_Série d'exercices_.
A. D'après l'article, quelle part des terres 1 % de la population détient-il dans les campagnes ?
B. Recopiez le passage de l'article qui va de « Les inégalités sont » jusqu'à « problème agraire brésilien. ».

_Article_.
━━━━━━
Les inégalités sont en effet particulièrement criantes dans les campagnes où 1% de la population détient 45% des terres. La répartition foncières y reste profondément inégalitaire, opposant d’immenses exploitations (fazendas) aux mains de grands propriétaires terriens ou de FTN de l'agroalimentaire (terres souvent inutilisées) à une masse de minifundia minuscules, ne permettant à ceux qui les exploitent d'en vivre décemment. Cette distorsion rend la question agraire très délicate.

* Les origines du problème agraire brésilien.

Le "problème agraire" au Brésil remonte à loin. Dès leur arrivée, les Portugais accaparent les terres occupées jusque là par les populations indigènes. Ils contrôle une bande côtière de plus de 3000 km de longs sur 150 à 600 km de large. Ce vaste territoire est divisé en 15 zones horizontales données aux capitaines donataires, des nobles portugais venus tenter leur chance dans le nouveau monde. C'est le roi du Portugal qui leurs donne le droit d'exploiter ces terres en échange du paiement d'un impôt. Les capitaines donataires divisent à leur tour ces terres en d'immenses domaines, les sesmarias, confiées aux rares colons portugais qui les mettent en valeur grâce au travail forcé des indiens , puis des esclaves africains. Ces sesmarias sont à l'origine des latifundios, les immenses domaines agricoles de plusieurs dizaines, voire centaines de km² dévolus à la culture du café, de la canne à sucre ou à l'élevage.
━━━━━━
_Lignes extraites_.
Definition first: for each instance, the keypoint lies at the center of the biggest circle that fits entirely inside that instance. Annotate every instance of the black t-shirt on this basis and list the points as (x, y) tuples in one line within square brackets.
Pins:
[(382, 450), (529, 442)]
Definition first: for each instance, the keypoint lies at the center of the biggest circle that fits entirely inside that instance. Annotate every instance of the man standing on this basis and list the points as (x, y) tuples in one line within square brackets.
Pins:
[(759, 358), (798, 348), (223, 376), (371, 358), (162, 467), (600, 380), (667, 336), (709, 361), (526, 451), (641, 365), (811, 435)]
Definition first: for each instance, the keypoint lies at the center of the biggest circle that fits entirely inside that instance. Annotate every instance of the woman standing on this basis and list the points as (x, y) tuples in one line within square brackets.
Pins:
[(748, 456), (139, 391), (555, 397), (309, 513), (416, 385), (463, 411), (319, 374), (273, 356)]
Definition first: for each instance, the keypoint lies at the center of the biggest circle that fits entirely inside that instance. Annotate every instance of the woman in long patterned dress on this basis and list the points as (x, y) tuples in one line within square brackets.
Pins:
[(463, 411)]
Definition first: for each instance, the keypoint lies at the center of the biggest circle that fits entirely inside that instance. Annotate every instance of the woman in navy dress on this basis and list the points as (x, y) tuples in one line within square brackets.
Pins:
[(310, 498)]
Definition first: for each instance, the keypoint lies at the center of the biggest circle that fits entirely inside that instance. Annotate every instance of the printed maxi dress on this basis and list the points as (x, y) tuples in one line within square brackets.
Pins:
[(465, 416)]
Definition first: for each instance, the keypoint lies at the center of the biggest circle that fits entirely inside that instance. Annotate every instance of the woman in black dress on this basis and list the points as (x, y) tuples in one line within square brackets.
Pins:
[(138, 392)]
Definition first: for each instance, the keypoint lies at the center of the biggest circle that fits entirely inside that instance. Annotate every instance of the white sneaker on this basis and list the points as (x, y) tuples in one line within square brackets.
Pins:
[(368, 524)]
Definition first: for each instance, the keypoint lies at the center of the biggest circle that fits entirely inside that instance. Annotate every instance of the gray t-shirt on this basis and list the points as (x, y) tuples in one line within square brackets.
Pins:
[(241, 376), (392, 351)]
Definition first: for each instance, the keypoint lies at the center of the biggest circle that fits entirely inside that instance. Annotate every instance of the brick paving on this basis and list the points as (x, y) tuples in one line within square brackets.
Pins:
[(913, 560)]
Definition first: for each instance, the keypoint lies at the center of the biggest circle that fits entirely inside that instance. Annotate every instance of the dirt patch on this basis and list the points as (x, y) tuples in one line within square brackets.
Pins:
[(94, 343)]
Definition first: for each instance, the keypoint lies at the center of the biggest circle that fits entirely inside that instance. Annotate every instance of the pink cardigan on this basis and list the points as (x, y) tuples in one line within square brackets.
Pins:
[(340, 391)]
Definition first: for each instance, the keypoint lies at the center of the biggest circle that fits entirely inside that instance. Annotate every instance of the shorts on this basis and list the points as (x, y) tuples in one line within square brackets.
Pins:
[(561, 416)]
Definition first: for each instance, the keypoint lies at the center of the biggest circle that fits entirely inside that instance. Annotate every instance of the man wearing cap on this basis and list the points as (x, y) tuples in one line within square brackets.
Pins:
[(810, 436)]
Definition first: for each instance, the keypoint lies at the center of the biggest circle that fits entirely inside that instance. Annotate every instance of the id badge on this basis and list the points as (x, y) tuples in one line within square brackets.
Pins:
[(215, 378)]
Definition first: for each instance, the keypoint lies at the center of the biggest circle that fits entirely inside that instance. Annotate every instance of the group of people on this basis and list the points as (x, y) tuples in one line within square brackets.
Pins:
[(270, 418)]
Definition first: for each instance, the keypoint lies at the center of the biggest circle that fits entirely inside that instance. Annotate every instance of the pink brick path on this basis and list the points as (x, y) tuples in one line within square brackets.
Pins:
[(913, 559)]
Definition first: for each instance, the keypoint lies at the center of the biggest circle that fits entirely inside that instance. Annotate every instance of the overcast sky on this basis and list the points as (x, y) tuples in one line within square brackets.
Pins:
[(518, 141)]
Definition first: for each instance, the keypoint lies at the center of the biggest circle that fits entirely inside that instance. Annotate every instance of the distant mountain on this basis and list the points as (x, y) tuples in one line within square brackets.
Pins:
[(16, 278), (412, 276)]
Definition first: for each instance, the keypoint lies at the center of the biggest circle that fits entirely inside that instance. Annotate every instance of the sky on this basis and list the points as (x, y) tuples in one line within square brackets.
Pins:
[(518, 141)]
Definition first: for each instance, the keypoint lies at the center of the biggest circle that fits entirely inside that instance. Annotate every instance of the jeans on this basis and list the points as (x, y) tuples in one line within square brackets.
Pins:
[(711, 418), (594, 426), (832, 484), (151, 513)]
━━━━━━
_Liste des réponses_.
A. 45 % des terres.

B.
Les inégalités sont en effet particulièrement criantes dans les campagnes où 1% de la population détient 45% des terres. La répartition foncières y reste profondément inégalitaire, opposant d’immenses exploitations (fazendas) aux mains de grands propriétaires terriens ou de FTN de l'agroalimentaire (terres souvent inutilisées) à une masse de minifundia minuscules, ne permettant à ceux qui les exploitent d'en vivre décemment. Cette distorsion rend la question agraire très délicate.

* Les origines du problème agraire brésilien.